[WORK TASK]
Please output every entry below exactly as written, leaving out any pictures.
*** THE DATA ***
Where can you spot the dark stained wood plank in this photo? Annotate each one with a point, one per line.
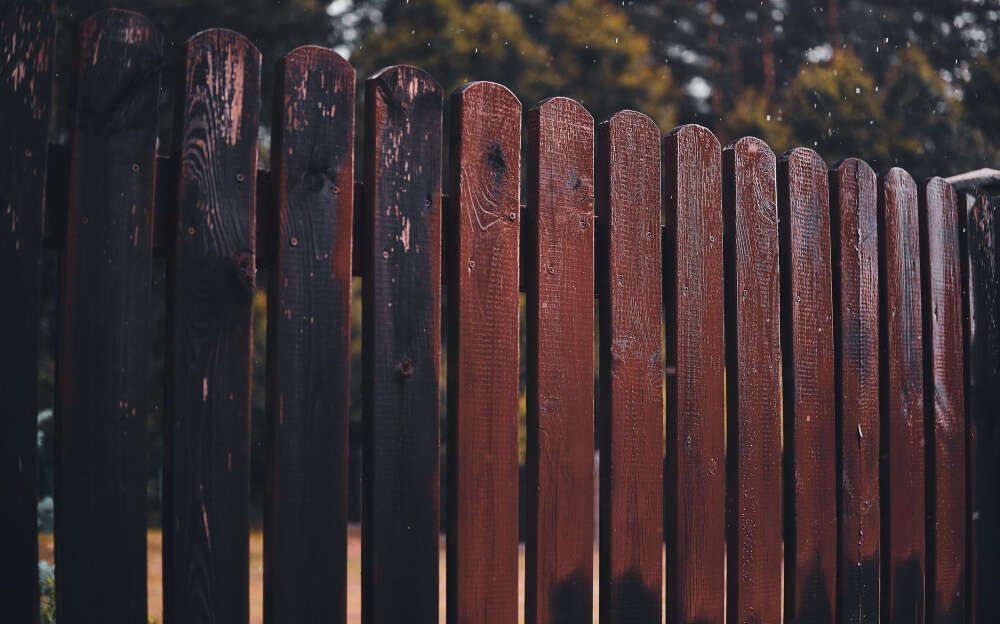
(808, 387)
(26, 38)
(482, 564)
(309, 339)
(105, 339)
(902, 473)
(753, 353)
(402, 348)
(856, 346)
(631, 391)
(944, 397)
(206, 471)
(695, 359)
(981, 305)
(559, 284)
***
[WRITTEN SOLUTION]
Where can you spot the dark stained wood plank in this photo? Annotate each one with a point, one per line.
(808, 387)
(26, 38)
(482, 564)
(309, 339)
(105, 339)
(902, 473)
(753, 353)
(402, 348)
(856, 346)
(631, 391)
(944, 397)
(206, 471)
(695, 359)
(981, 305)
(559, 284)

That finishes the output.